== WHAT YOU WILL DO ==
Copy the lines between the one holding "of the dark" and the one holding "column 228, row 200", inclusive, changing every "keypoint" to "marker" and leaving all else as it is.

== EXERCISE INPUTS ==
----------
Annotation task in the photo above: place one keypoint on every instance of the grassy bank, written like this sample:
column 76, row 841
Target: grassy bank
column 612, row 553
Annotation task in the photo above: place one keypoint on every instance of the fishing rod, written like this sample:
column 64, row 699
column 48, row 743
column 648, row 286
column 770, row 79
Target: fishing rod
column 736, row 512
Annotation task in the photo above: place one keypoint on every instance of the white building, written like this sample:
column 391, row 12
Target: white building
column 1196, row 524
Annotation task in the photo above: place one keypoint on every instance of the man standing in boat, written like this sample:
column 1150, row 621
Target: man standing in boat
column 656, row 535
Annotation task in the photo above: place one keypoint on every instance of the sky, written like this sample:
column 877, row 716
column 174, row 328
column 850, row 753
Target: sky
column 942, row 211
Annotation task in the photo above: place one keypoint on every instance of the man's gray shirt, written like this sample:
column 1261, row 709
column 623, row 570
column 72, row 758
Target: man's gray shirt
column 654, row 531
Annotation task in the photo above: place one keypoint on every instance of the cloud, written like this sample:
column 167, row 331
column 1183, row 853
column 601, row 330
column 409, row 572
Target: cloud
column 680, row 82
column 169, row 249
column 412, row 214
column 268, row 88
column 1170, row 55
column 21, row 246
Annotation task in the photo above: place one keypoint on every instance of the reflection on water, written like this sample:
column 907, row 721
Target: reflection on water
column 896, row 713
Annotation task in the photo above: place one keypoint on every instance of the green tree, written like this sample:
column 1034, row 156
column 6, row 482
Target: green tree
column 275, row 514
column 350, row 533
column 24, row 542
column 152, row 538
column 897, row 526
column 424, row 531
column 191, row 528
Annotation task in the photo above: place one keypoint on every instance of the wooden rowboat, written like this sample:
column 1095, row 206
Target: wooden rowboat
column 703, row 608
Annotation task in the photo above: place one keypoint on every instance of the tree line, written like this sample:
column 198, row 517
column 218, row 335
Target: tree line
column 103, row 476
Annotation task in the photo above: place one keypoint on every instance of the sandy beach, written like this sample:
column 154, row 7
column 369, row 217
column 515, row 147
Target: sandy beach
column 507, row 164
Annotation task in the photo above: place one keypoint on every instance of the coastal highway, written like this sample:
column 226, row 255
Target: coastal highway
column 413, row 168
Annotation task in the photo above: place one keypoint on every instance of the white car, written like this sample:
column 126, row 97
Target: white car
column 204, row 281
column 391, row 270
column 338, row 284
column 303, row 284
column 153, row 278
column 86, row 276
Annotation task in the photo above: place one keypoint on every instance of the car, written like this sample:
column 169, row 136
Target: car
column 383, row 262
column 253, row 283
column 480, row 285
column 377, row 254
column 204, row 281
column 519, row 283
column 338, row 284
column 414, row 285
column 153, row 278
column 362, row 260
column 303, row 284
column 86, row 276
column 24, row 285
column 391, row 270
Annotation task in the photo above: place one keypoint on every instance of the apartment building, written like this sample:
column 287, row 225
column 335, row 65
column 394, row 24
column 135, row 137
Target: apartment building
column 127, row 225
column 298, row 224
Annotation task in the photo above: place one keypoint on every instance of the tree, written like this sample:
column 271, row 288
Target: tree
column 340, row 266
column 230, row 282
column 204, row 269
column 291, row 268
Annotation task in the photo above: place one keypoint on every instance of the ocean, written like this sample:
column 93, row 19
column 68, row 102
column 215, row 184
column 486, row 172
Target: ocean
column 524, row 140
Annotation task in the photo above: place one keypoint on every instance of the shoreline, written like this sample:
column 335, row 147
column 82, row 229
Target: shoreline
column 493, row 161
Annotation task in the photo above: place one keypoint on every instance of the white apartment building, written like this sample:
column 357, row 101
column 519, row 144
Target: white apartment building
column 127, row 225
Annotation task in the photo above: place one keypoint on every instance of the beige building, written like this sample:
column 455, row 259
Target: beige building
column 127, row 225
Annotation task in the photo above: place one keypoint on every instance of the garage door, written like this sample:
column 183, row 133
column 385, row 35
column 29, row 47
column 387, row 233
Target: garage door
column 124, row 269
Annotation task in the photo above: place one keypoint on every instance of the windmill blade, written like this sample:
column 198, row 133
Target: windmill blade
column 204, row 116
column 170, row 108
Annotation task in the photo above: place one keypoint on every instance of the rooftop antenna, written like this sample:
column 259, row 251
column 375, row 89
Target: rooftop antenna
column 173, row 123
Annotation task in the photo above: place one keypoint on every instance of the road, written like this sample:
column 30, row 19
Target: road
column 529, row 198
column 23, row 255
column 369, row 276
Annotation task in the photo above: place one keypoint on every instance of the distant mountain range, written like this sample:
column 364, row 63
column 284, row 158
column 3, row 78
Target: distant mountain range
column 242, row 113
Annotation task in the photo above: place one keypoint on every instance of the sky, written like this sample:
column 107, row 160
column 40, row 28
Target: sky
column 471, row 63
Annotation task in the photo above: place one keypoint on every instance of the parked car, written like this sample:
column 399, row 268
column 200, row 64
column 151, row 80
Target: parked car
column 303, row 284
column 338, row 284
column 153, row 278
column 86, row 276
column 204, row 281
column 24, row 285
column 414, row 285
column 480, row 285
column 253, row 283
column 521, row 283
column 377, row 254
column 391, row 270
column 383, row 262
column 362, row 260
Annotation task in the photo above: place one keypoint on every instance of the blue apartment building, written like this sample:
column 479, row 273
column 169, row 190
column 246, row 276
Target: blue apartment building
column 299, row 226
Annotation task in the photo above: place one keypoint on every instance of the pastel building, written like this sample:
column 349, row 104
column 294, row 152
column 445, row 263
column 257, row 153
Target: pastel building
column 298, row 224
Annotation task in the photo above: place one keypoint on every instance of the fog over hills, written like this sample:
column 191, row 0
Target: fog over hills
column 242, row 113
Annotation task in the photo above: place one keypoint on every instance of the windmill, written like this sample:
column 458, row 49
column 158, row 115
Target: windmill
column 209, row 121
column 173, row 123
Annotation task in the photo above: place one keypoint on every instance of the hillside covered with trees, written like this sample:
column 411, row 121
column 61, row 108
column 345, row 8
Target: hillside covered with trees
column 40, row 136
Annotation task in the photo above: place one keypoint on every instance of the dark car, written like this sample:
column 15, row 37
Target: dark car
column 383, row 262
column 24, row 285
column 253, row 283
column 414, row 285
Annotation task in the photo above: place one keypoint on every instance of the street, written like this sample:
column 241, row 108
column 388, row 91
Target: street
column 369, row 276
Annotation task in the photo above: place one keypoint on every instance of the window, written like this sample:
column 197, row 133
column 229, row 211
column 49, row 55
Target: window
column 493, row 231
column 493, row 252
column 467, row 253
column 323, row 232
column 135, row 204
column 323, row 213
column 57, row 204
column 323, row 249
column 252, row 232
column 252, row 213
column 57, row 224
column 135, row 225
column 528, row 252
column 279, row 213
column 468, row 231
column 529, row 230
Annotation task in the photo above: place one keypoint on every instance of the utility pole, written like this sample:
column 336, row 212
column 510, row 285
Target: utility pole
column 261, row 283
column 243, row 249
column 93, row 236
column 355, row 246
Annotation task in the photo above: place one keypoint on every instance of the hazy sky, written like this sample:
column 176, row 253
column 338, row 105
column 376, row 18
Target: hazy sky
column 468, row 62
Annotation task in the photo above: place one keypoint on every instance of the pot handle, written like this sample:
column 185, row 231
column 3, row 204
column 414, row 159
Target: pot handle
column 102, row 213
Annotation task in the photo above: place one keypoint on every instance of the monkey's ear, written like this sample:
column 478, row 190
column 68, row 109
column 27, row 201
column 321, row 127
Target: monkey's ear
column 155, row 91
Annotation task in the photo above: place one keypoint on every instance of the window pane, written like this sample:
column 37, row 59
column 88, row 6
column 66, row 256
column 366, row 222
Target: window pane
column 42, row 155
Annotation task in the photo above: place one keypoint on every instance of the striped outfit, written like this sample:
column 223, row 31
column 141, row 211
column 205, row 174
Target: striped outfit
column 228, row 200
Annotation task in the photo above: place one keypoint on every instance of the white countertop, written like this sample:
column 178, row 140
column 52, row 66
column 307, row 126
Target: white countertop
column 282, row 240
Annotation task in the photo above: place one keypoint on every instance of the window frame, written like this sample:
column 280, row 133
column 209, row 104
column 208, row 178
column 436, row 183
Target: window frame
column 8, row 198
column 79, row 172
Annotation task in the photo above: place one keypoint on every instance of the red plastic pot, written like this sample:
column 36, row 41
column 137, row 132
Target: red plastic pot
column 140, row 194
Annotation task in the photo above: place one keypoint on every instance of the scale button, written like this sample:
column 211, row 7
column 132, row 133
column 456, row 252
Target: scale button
----------
== WRITTEN ANSWER ==
Annotation task in the photo above: place one marker on every instance of the dark car, written like this sample:
column 15, row 37
Target: dark car
column 383, row 262
column 24, row 285
column 253, row 283
column 414, row 285
Annotation task in the photo above: place one marker on every instance of the street, written like this sample:
column 241, row 108
column 388, row 91
Target: street
column 369, row 276
Annotation task in the photo above: place one marker on every instance of the window, written like this sample:
column 197, row 133
column 229, row 211
column 49, row 55
Target: window
column 493, row 231
column 493, row 252
column 467, row 253
column 323, row 232
column 135, row 204
column 323, row 213
column 57, row 204
column 323, row 249
column 252, row 232
column 252, row 213
column 57, row 224
column 135, row 225
column 528, row 252
column 279, row 213
column 468, row 231
column 529, row 230
Annotation task in the photo above: place one marker on every instance of the utility pole, written like this sample:
column 336, row 212
column 510, row 285
Target: utility pole
column 261, row 283
column 243, row 249
column 93, row 236
column 355, row 246
Annotation task in the photo above: place one marker on every instance of the hazy sky, written like this sample:
column 176, row 253
column 338, row 105
column 376, row 18
Target: hazy sky
column 468, row 62
Annotation task in the photo above: place one marker on every instance of the pot handle, written like this sample:
column 185, row 231
column 3, row 204
column 414, row 159
Target: pot handle
column 102, row 213
Annotation task in the photo above: place one marker on every instance of the monkey's ear, written like this sample:
column 478, row 190
column 68, row 109
column 27, row 201
column 321, row 127
Target: monkey's ear
column 155, row 91
Annotation task in the photo above: place one marker on every instance of the window pane, written like this sample:
column 37, row 59
column 88, row 6
column 66, row 256
column 366, row 222
Target: window pane
column 42, row 155
Annotation task in the photo above: place one marker on every instance of the striped outfit, written like this sample:
column 223, row 31
column 141, row 211
column 205, row 174
Target: striped outfit
column 228, row 200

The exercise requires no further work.